Task brief
Every entry below must be repeated exactly; skip the pictures.

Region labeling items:
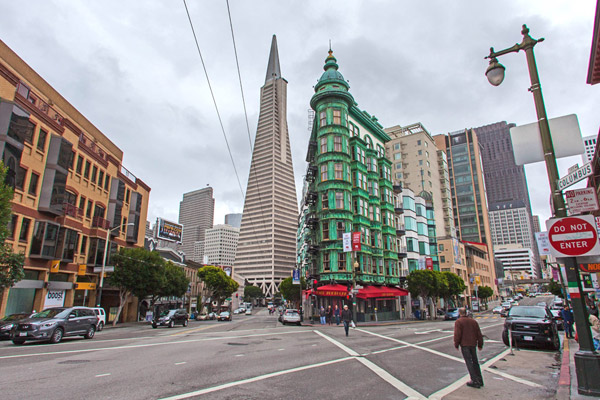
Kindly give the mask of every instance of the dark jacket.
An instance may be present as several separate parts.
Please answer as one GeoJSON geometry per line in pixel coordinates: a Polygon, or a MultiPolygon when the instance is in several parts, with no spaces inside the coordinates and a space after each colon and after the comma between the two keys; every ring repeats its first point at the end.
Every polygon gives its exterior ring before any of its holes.
{"type": "Polygon", "coordinates": [[[346,309],[342,310],[342,321],[352,321],[352,311],[346,309]]]}
{"type": "Polygon", "coordinates": [[[461,316],[454,323],[454,347],[483,347],[483,335],[479,324],[471,317],[461,316]]]}

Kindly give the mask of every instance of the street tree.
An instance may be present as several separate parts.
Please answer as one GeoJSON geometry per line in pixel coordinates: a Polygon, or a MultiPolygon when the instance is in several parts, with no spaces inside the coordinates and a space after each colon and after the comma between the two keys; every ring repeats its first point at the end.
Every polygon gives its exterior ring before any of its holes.
{"type": "Polygon", "coordinates": [[[292,281],[293,280],[291,276],[281,281],[281,284],[279,285],[279,291],[281,292],[281,295],[284,299],[292,301],[294,303],[299,303],[301,300],[300,290],[306,290],[306,281],[304,280],[304,278],[300,278],[299,285],[294,285],[292,281]],[[302,289],[300,289],[301,286],[302,289]]]}
{"type": "Polygon", "coordinates": [[[446,278],[447,284],[440,297],[444,299],[446,310],[448,310],[450,300],[453,300],[455,304],[458,304],[458,296],[465,291],[467,286],[465,285],[465,281],[454,272],[444,271],[441,272],[441,274],[446,278]]]}
{"type": "Polygon", "coordinates": [[[239,284],[227,276],[219,267],[207,265],[198,270],[198,277],[206,285],[212,301],[217,302],[217,310],[221,304],[230,297],[239,287],[239,284]]]}
{"type": "Polygon", "coordinates": [[[25,277],[25,255],[13,252],[12,246],[6,243],[6,238],[11,234],[9,223],[13,199],[13,189],[6,184],[6,172],[7,168],[0,161],[0,298],[5,289],[13,287],[25,277]]]}
{"type": "Polygon", "coordinates": [[[143,248],[122,247],[112,256],[115,270],[108,283],[119,289],[119,308],[113,321],[117,324],[121,311],[132,296],[150,296],[152,307],[166,286],[165,260],[159,253],[143,248]]]}
{"type": "Polygon", "coordinates": [[[244,301],[251,302],[253,299],[259,299],[264,297],[262,289],[258,286],[246,285],[244,286],[244,301]]]}

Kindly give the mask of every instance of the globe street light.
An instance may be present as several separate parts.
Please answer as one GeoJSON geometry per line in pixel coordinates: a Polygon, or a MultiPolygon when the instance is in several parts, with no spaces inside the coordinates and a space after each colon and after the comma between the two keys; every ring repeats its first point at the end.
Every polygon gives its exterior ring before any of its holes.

Solution
Kindly give the mask of every instance of the dark jacket.
An instance may be present as several separate parts.
Please answer as one GeoJSON geometry per line in pixel coordinates: a Polygon, or a MultiPolygon when the instance is in several parts, with no spaces inside the coordinates and a space after each colon and after the comma between the two keys; every ring repeats its first point at the end.
Every polygon gives its exterior ring before any of its holes.
{"type": "Polygon", "coordinates": [[[346,309],[342,310],[342,321],[352,321],[352,311],[346,309]]]}
{"type": "Polygon", "coordinates": [[[461,316],[454,323],[454,347],[483,347],[483,335],[479,324],[471,317],[461,316]]]}

Kindly give the mask of every instance of the street tree.
An instance may be present as several separate parts.
Please answer as one GeoJSON geometry per line in pixel coordinates: a Polygon, or a MultiPolygon when the instance is in several parts, with no spaces inside the coordinates and a space after each colon and after the comma between the two keys; every ring repeats its first point at the end.
Every polygon gives its exterior ring before any of its holes.
{"type": "Polygon", "coordinates": [[[292,281],[293,280],[291,276],[281,281],[281,284],[279,285],[279,291],[281,292],[281,295],[284,299],[292,301],[294,303],[299,303],[301,300],[300,290],[306,290],[306,281],[304,280],[304,278],[300,278],[299,285],[294,285],[292,281]],[[302,289],[300,289],[301,286],[302,289]]]}
{"type": "Polygon", "coordinates": [[[446,278],[447,284],[440,297],[444,299],[446,310],[448,310],[450,300],[453,300],[455,304],[458,304],[458,296],[465,291],[467,286],[465,285],[465,281],[454,272],[444,271],[441,272],[441,274],[446,278]]]}
{"type": "Polygon", "coordinates": [[[239,284],[227,276],[219,267],[207,265],[198,270],[198,277],[206,285],[212,301],[217,302],[217,310],[221,304],[230,297],[239,287],[239,284]]]}
{"type": "Polygon", "coordinates": [[[25,277],[25,255],[13,252],[12,246],[6,243],[6,238],[11,234],[9,223],[13,199],[13,189],[6,184],[6,172],[7,168],[0,161],[0,298],[5,289],[13,287],[25,277]]]}
{"type": "Polygon", "coordinates": [[[143,248],[122,247],[112,256],[115,270],[108,283],[119,289],[119,308],[113,321],[117,324],[121,311],[132,296],[150,296],[152,307],[166,286],[165,260],[159,253],[143,248]]]}
{"type": "Polygon", "coordinates": [[[244,301],[251,302],[253,299],[259,299],[264,297],[262,289],[258,286],[246,285],[244,286],[244,301]]]}

Kindly give the mask of every instance of the globe street light.
An instance may be present as several separate parts.
Please answer as one GeoJSON geometry per line in pixel coordinates: a Polygon, or a MultiPolygon when the instance is in several parts, with no spaces inside the coordinates and a space after each colon and after the comma between the two keys; every ring repeats its first point at the end.
Every polygon gives its exterior ring before any of its holes.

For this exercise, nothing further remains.